[Task item]: Only certain lines below are wanted: those starting at the line containing "Prompted segmentation: for" and ending at the line containing "positive clicks: (350, 74)", both included, each retyped exactly.
========================
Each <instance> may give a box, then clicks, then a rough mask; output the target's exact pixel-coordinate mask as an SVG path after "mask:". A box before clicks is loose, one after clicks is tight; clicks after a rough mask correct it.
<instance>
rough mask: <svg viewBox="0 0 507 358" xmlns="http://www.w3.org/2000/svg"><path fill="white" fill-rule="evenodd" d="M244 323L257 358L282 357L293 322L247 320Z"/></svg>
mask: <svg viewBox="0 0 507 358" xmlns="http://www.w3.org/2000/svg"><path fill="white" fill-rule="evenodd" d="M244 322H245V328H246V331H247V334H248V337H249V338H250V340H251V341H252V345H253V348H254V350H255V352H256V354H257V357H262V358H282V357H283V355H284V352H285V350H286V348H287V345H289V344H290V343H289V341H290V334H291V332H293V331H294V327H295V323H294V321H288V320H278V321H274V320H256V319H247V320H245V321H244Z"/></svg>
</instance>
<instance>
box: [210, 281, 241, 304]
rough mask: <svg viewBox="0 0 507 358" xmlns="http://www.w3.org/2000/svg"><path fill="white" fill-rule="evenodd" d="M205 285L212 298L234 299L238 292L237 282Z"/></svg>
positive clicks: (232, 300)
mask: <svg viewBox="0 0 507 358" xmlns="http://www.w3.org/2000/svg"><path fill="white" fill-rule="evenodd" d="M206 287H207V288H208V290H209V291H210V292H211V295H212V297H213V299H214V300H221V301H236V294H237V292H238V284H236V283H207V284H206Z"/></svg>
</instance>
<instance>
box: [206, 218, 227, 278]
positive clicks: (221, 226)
========================
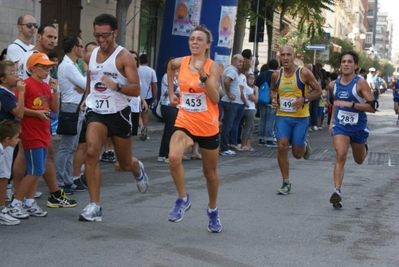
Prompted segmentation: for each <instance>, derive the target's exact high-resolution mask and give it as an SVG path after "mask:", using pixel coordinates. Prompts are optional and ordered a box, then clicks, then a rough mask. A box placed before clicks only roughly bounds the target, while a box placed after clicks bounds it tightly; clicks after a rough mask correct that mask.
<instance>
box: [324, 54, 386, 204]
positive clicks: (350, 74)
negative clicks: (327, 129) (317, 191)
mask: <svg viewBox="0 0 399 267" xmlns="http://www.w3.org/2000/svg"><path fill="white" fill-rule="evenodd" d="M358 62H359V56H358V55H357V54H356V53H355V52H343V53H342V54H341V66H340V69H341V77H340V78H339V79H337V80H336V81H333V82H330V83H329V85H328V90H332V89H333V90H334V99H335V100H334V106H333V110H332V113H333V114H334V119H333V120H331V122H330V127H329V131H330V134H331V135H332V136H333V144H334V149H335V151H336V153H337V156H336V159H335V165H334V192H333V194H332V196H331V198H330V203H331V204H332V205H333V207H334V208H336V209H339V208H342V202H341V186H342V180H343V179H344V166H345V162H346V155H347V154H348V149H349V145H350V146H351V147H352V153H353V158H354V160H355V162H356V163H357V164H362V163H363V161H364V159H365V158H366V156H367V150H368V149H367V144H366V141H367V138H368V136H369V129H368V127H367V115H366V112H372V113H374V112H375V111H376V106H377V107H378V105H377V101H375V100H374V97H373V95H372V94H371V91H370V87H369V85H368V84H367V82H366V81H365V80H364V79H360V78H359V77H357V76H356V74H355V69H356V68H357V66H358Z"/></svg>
========================
[Exercise output]:
Prompted segmentation: for each <instance>, derive the target's exact high-resolution mask and give it as an SVG path after "mask:", using pixel coordinates. Prompts are optional and ordered a box, then clicks, then a rough mask. A box placed before clicks only roughly bounds the target, while a box placed after clicks bounds it tightly; clicks after a rough mask correct that mask.
<instance>
box: [324, 54, 386, 204]
positive clicks: (350, 74)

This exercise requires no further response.